Tuesday 26 March 2013

Cara Mencintai Allah SWT


Cara Mencintai Allah SWT


Bismillahirrahmanirrahim.


Kata cinta bisa diartikan berbeda-beda, tergantung kepada ‘sang’ objek cinta. Defenisi cinta secara umum ialah suatu bentuk perwujudan kasih sayang yang tulus kepada sesuatu hal. Sifat alami cinta ialah selalu cenderung menyenangi apa yang dicintai. Cinta selalu ingin memiliki dan tidak ingin terpisah. Cinta selalu dihayati dan diliputi rasa ikhlas mencintai. Cinta memendam rasa rindu yang sangat dalam. Cinta bisa menjadikan budak menjadi raja, dan raja menjadi budak. Cinta memiliki gejala-gejala yang terkadang mudah dan terkadang sulit dideteksi!

Devenisi cinta tersebut dapat diaplikasikan kepada semua ‘jenis’ cinta. Misalnya cinta kita kepada lawan jenis, cinta kepada orang tua, cinta kepada saudara/teman, dan yang paling utama ialah cinta kepada Allah Swt dan Rasul-Nya. Itulah cinta yang suci dan hakiki.

Dan diantara manusia ada orang-orang yang menyembah tandingan-tandingan selain Allah; mereka mencintainya sebagaimana mereka mencintai Allah. Adapun orang-orang yang beriman amat sangat cintanya kepada Allah. (QS. Al Baqarah [2]: 165)


”Katakanlah jika kamu benar mencintai Allah, niscaya Allah akan mencintai dan mengampuni dosa-dosamu, Allah Maha Pengampun lagi Maha Penyayang. Katakanlah ta’atilah Allah dan Rasul-Nya, jika kamu berpaling sesungguhnya Allah tidak mencintai orang kafir.” (QS. Ali Imran [3]: 31-32)

Anas bin Malik meriwayatkan sebuah hadits;


”Seorang lelaki yang berasal dari pedalaman bertanya kepada Rasulullah. Bilakah berlaku kiamat? Rasulullah bersabda: ‘Apakah persediaan kamu untuk menghadapinya?’ Lelaki itu menjawab: ‘Cinta kepada Allah dan Rasul-nya.’ Rasulullah SAW menjawab: ‘kamu akan tetap bersama orang-orang yang kamu cintai.” (HR. Bukhari dan Muslim)

——————

» Tugas Wajib
A: Jawablah pertanyaan berikut berdasarkan teks tentang cara mencintai Allah SWT.
(i) Apa sifat alami cinta menurut teks tersebut?
(ii) Siapa yang meriwayatkan hadits yang dikutip dalam teks?
(iii) Apa jawaban lelaki dari pedalaman ketika Rasulullah menanyakan persediaannya untuk menghadapi kiamat?
B: Sajikan daftar di bawah sebagai CSV dua kolom bernama masukan dan keluaran, mulai dari awal daftar hingga dan termasuk baris yang memuat "[154, 285, 191, 341]". Buat satu baris CSV untuk setiap pasangan masukan dan keluaran, dengan setiap nilai diapit tanda kutip dalam satu kolom dan jeda baris diganti spasi.

» Masukan Tugas Ini
——————

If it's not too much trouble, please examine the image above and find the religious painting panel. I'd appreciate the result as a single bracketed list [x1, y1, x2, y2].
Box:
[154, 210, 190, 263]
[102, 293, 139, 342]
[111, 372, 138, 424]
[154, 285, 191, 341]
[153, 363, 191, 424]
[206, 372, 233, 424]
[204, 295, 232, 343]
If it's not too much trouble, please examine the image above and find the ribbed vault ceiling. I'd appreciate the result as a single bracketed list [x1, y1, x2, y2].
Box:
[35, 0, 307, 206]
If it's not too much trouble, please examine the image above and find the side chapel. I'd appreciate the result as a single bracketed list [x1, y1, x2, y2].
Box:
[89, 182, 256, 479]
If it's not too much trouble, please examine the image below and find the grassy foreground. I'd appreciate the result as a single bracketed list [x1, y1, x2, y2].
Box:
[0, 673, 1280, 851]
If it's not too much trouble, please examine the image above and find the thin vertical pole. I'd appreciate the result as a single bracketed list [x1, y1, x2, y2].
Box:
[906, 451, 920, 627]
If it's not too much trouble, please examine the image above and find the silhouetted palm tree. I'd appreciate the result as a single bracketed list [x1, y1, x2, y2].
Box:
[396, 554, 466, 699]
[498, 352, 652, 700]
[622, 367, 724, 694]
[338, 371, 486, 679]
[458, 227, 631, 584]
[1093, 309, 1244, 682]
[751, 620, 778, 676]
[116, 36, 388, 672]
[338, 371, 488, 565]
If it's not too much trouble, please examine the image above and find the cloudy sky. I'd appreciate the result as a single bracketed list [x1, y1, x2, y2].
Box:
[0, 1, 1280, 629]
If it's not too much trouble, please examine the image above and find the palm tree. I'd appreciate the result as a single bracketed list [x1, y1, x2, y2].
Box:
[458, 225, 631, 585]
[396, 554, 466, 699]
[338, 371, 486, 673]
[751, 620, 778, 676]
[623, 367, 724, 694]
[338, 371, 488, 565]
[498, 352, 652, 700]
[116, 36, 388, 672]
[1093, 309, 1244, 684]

——————

» Jawaban Latihan Ini
A:
(i) Sifat alami cinta ialah selalu cenderung menyenangi apa yang dicintai.
(ii) Anas bin Malik.
(iii) Cinta kepada Allah dan Rasul-Nya.

B:
masukan,keluaran
"If it's not too much trouble, please examine the image above and find the religious painting panel. I'd appreciate the result as a single bracketed list [x1, y1, x2, y2]. Box:","[154, 210, 190, 263] [102, 293, 139, 342] [111, 372, 138, 424] [154, 285, 191, 341]"